Monday, May 19, 2014

Our Courtship Story: Fear, Desire, and More Goodbyes


Continued from A Road Trip and the Red Pill


October, 1999

The guys stayed at a hotel, while I stayed with Lisa. Being conservative homeschooled girls who scarcely knew anything about sex, we didn't have anything resembling a bachelorette party. We may have had a timid conversation in which we pooled our ignorance of all matters sexual. Or we may have just planned details for the next day's schedule.

The wedding being on Sunday, we had breakfast at McDonald's, then attended Lisa's IFB church in the morning before changing into our wedding finery. The guys' hotel had a power outage, so they had to wait for hot water and we were just glad they made it in time! The ceremony, the couple's first awkward kiss, photographs, a beautiful reception, and then they drove away for the honeymoon while we singles committed to "moral purity" tried not to think about what that meant. As we we waved Lisa off to a life of wedded bliss, however, our guiltily naive imaginations could not have dreamed of the horror awaiting her. Far from protecting her, the courtship model set her up for years of silent heartache and abuse.

That night I shared Lisa's old bedroom with her maid-of-honor. As sexually mature but inexperienced young women who still lived with our parents, we talked late into the night about what it meant to "guard your heart" and be a "one-man woman". It was a relief to talk frankly to someone else who had wrestled with the same questions--like whether it was unwise to kiss another woman's husband when he also happened to be your dad.

Gothard's teaching on sublimating sexual energy
Weddings were undeniably about sex. Before the rings were exchanged, all heterosexual physical contact was charged with danger. Even hand-holding might tempt one to "go too far". There was the "appearance of evil" to worry about. Two people of different genders had to be chaperoned for their own protection. Billy Graham was said to avoid ever being alone with a woman to keep his reputation above reproach. At IBLP training centers, many offices had glass doors for "accountability". And of course, full-coverage loose-fitting garments were believed to be a guard against temptation.

But after the minister said the magic words "Mr. and Mrs.", the fundamental structure of the universe was altered. All sexual feeling between the same two people was to be embraced, celebrated. A married woman had a worthy excuse to wear sexy lingerie. She could seduce her man on purpose. Then a man and woman were supposed to feel desire, instead of suppressing or sublimating it.

It had been nearly a year since Chris's inner voice had told him, "Marry Jeri", but he had sublimated the idea perfectly. I still had no idea that he was romantically interested in me. I wanted to be married; hell, I just wanted a guy to tell me I was attractive. As far as I could tell, there were still no possible suitors on the horizon. Little did I know that the next time the CLink had a reunion, the wedding would be my own!

Provided information |

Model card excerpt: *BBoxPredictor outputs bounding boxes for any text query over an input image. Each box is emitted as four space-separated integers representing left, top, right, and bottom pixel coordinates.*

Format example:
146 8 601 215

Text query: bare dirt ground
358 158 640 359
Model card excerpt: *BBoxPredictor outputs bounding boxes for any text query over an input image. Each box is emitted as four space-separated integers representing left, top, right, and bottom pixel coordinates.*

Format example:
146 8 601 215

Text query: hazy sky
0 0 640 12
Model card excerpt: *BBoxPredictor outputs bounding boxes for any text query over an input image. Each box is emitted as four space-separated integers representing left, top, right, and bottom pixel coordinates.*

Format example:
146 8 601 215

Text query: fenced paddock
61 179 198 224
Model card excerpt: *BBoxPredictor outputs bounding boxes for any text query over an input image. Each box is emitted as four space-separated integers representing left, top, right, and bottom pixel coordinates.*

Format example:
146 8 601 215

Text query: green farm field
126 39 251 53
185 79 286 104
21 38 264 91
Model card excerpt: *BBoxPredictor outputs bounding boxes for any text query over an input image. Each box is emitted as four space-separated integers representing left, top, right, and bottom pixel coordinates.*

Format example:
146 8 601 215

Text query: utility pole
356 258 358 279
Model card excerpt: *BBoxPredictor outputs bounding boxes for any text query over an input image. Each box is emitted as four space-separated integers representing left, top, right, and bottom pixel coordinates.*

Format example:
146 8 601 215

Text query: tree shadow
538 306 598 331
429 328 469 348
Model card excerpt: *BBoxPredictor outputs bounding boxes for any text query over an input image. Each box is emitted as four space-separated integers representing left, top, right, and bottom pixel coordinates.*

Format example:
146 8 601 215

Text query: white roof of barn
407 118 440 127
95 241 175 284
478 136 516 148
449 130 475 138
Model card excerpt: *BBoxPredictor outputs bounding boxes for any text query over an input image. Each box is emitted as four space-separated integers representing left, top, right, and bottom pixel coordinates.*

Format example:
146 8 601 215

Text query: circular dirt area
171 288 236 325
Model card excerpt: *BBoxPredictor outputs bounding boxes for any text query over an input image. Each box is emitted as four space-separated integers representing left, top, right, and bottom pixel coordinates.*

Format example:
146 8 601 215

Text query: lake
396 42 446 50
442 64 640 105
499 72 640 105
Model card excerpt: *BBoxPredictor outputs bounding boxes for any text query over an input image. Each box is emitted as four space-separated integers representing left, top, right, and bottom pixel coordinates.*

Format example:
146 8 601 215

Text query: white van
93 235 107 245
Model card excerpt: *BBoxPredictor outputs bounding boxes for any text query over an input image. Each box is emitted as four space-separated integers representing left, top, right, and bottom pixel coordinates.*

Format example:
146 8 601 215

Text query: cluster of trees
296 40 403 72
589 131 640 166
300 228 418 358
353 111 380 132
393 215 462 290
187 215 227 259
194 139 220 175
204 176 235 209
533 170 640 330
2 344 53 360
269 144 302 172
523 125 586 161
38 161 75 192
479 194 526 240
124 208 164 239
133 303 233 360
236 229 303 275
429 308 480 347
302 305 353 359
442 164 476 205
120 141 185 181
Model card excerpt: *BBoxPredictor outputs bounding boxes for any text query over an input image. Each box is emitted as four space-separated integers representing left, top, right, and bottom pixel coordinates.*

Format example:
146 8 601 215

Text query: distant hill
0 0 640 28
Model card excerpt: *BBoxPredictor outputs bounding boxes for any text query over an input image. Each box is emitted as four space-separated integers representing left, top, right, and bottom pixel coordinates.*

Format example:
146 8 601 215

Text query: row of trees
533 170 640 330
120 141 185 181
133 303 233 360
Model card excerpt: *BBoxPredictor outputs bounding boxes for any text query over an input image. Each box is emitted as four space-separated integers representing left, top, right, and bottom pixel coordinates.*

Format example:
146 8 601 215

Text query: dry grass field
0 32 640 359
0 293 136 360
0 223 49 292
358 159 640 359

The tasks |
1. From the paragraph under the heading "Gothard's teaching on sublimating sexual energy" in the courtship story, list every precaution it names against temptation or the "appearance of evil."
2. Answer these questions from the courtship story:
(a) What problem did the guys' hotel have on the wedding day?
(b) With whom did the narrator share Lisa's old bedroom that night?
(c) How long had it been since Chris's inner voice told him "Marry Jeri"?
3. Continue the courtship story from its final sentence.

Answers to each task |
1.
- Chaperoning two people of different genders
- Billy Graham's reported practice of never being alone with a woman
- Glass doors on many offices at IBLP training centers
- Full-coverage, loose-fitting garments

2.
(a) A power outage, so they had to wait for hot water.
(b) Lisa's maid-of-honor.
(c) Nearly a year.

3.
The guys and I packed up and headed back to Chicago the next day. As always on a return trip, I felt more contemplative than I had on the drive south. We stopped in Lexington, KY to dine at the Olive Garden, and I remember a conversation about clothing and fabrics. I had put Chris in a box based on what he wore at training centers and was surprised to learn that his preferences actually matched mine in many ways. Even though I considered myself to know Chris rather well, there were always new discoveries!

It was late when we arrived back in Oak Brook. Michael and I transferred our suitcases to his car and Chris got the crockpot I'd forgotten in my sudden move a few months earlier. I was staying in Michigan and Chris was planning to move back to Kansas at the end of the year. Though our friendship was solid, no plans existed to suggest we would ever see each other again. Before Michael and I left, Chris and I stood in the drive of his house at Headquarters and shook hands goodbye. For the third time in our friendship, our skin touched. A hug would have seemed more appropriate, but we would never have dared risk so much. Our future happiness in life depended on maintaining our moral, emotional, and physical "purity".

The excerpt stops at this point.